SELECTED TEXT -

Programmable devices may include, but are not limited to, programmable logic devices (PLDs), which are a well-known type of digital integrated circuit that can be programmed to perform specified logic functions. One type of PLD, the field programmable gate array (FPGA), typically includes an array of configurable logic blocks (CLBs) and programmable input/output blocks (IOBs). The CLBs and IOBs are interconnected by a programmable interconnect structure. Some FPGAs also include additional programmable resources with special purposes (e.g., DLLs, RAM, DSP blocks, multipliers, processors, transceivers).
The CLBs, IOBs, interconnect, and other programmable resources are typically programmed by loading a stream of configuration data (bitstream) into internal configuration memory cells that define how the CLBs, IOBs, interconnect, and other blocks are configured. The configuration data can be read from memory (e.g., an external PROM) or written into the FPGA by an external device. The collective states of the individual memory cells then determine the function of the FPGA.
Another type of PLD is the complex programmable logic device (CPLD). A CPLD includes two or more “function blocks” connected together and to input/output (I/O) resources by an interconnect switch matrix. Each function block of the CPLD includes a two-level AND/OR structure similar to those used in programmable logic arrays (PLAs) and programmable array logic (PAL) devices. In some CPLDs, configuration data is stored on-chip in non-volatile memory, then downloaded to volatile memory as part of an initial configuration sequence.

MATERIAL SHOWN -
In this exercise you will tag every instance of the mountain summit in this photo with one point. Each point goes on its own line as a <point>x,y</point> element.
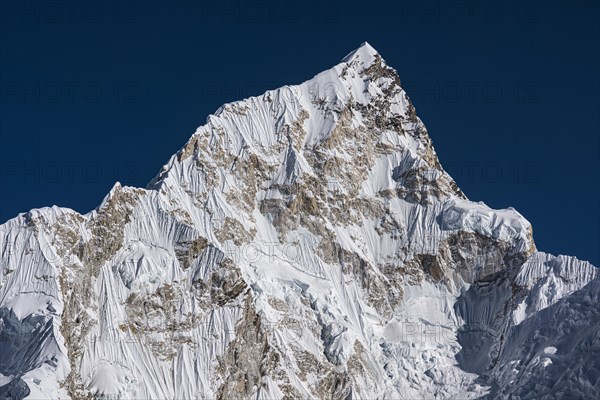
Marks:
<point>305,243</point>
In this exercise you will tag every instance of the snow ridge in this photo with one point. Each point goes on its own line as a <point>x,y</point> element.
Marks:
<point>304,243</point>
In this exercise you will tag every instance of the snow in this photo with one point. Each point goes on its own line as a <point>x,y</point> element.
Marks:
<point>152,324</point>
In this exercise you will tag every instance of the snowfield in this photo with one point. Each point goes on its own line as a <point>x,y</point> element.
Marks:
<point>305,243</point>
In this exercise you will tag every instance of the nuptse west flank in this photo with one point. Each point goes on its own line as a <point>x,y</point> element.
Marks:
<point>305,243</point>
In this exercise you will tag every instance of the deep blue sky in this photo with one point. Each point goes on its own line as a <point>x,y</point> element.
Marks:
<point>97,92</point>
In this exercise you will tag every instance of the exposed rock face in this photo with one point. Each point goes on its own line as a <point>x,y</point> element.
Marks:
<point>305,243</point>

TASKS TO COMPLETE -
1 - In the passage on programmable logic devices, what connects a CPLD's function blocks to each other and to the input/output resources?
2 - Reproduce the part of the passage on programmable logic devices starting at "Another type of" and ending at "initial configuration sequence.".
The material comes from a different source than the passage on programmable logic devices.

EXPECTED RESULTS -
1 - An interconnect switch matrix.

2 -
Another type of PLD is the complex programmable logic device (CPLD). A CPLD includes two or more “function blocks” connected together and to input/output (I/O) resources by an interconnect switch matrix. Each function block of the CPLD includes a two-level AND/OR structure similar to those used in programmable logic arrays (PLAs) and programmable array logic (PAL) devices. In some CPLDs, configuration data is stored on-chip in non-volatile memory, then downloaded to volatile memory as part of an initial configuration sequence.